[Object position labeling records]

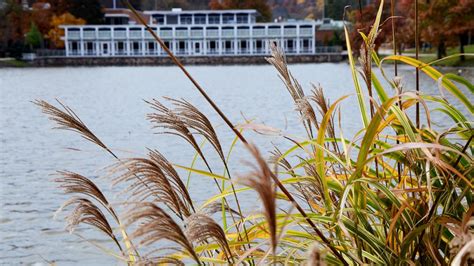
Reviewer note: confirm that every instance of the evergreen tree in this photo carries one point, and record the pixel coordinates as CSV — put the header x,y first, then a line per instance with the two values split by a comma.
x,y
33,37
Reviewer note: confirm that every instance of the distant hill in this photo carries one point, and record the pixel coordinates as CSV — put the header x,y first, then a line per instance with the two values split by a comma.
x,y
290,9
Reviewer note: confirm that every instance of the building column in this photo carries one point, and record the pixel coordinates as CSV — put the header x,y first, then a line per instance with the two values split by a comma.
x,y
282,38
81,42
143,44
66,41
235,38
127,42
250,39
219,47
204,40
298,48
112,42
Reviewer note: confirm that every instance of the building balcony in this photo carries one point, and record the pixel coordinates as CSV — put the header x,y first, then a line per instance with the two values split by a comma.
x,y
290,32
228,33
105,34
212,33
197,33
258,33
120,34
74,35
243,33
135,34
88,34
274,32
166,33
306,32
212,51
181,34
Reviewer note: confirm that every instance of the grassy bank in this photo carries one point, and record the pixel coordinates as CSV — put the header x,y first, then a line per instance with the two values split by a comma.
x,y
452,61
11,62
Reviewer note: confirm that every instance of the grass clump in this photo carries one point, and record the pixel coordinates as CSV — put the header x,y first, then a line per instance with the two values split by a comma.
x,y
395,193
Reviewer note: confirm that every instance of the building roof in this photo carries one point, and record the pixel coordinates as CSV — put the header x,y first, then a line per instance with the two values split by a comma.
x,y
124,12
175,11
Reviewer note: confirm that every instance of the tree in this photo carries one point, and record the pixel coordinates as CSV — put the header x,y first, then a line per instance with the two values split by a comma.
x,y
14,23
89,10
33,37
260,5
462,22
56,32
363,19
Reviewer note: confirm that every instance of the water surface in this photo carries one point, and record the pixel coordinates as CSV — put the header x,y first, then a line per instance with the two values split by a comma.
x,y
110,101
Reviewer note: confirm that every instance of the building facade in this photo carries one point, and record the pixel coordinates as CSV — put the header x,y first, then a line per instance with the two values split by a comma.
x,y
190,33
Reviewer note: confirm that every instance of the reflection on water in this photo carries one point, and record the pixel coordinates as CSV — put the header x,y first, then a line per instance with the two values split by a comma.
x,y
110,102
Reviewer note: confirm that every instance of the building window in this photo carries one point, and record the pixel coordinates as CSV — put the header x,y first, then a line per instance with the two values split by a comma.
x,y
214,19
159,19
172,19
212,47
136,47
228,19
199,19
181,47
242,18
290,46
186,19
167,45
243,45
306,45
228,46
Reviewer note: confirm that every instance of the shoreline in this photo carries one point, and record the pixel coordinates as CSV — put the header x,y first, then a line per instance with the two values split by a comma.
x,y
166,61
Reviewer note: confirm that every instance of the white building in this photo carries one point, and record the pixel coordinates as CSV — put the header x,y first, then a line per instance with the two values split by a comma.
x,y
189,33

--

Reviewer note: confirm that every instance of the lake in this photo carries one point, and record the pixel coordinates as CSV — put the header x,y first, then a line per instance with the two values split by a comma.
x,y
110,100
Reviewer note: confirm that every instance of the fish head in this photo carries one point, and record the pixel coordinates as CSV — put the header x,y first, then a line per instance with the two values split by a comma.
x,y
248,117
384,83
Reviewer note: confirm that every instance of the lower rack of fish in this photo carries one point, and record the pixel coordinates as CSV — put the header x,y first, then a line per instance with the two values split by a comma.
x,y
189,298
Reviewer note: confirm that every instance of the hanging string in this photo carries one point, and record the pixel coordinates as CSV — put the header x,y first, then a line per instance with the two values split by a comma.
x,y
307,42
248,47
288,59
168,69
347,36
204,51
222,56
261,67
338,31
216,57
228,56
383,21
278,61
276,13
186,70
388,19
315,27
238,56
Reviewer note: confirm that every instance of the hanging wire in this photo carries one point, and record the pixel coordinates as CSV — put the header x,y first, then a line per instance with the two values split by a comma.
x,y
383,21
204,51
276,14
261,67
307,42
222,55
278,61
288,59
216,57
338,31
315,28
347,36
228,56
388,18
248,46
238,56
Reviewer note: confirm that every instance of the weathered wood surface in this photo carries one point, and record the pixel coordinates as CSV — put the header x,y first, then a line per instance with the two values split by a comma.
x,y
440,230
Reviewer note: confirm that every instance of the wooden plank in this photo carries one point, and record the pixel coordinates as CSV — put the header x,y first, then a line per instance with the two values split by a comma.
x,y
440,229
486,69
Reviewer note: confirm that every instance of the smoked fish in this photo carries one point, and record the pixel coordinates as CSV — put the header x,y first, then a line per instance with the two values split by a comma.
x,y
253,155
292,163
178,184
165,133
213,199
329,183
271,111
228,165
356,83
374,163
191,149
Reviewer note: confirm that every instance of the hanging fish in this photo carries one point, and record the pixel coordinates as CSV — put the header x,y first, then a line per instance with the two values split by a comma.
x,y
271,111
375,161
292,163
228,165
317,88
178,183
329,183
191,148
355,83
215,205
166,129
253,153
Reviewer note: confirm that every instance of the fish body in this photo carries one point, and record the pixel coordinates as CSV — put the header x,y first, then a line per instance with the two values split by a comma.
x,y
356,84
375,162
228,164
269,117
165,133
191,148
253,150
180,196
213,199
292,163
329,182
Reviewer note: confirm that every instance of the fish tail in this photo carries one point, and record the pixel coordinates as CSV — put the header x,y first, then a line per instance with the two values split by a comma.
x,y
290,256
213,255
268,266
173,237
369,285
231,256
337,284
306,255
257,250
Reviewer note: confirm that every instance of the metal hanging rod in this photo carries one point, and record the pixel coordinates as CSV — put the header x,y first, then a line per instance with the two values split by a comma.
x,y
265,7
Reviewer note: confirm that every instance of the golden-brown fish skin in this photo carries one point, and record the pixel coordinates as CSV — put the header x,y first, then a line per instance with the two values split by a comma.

...

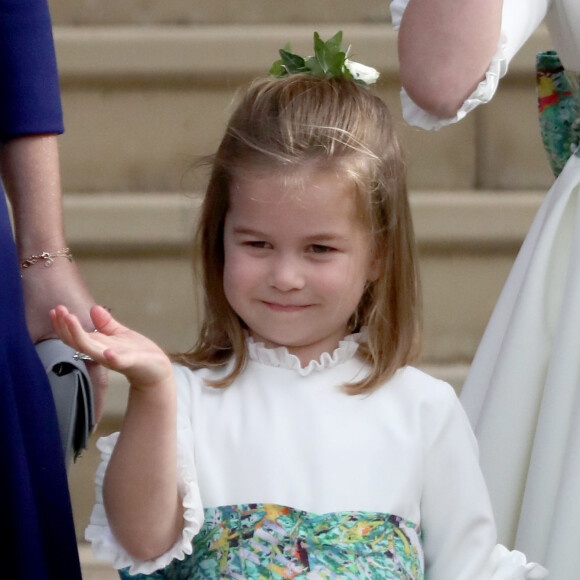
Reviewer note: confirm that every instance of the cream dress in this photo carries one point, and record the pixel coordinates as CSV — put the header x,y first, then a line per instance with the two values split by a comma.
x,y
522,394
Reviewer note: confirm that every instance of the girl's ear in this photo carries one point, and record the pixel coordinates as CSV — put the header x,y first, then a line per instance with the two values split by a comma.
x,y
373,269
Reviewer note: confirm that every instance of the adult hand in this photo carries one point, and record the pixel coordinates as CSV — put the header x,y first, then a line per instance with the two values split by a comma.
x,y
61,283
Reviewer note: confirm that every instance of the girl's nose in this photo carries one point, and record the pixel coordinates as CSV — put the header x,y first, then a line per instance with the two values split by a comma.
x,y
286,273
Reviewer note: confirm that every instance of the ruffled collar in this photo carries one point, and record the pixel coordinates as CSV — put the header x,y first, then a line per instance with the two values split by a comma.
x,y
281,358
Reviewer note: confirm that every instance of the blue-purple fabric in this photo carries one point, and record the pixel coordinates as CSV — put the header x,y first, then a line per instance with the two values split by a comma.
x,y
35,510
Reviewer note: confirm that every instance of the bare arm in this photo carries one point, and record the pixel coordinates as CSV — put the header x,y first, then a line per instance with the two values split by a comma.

Instructions to follow:
Reproduce only the stretch of records from the line containing "Reviewer note: confirm that every instance of the girl's nose" through the line containing "Reviewer note: confirm that every instance of the bare", requests included. Scale every coordinate value in the answers by 2.3, rounding to whole numbers with halves rounded up, and leave all other text unchanged.

Final result:
Reviewer note: confirm that every instance of the girl's nose in this photo carries one point, and record the pixel coordinates as CSV — put the header x,y first, then a line per instance with the two values split by a comma.
x,y
658,628
Reviewer note: confirm that every instance of the ruffled collar in this photo carries one point, and record the pixel coordinates as CSV — put the header x,y first, then a line per instance with the two values split by a comma.
x,y
646,823
Reviewer note: confirm that every instance of the blue-purple fabric in this photo carries one point, and record the pixel coordinates as CSV — put the header x,y first, then a line per instance with the two values split by a comma.
x,y
81,1173
Reviewer note: confirm that every instance of the bare arm in this photo carries one point, and record the pixel coordinates as CSV — put the header x,y first, then a line per instance with the two values split by a comma.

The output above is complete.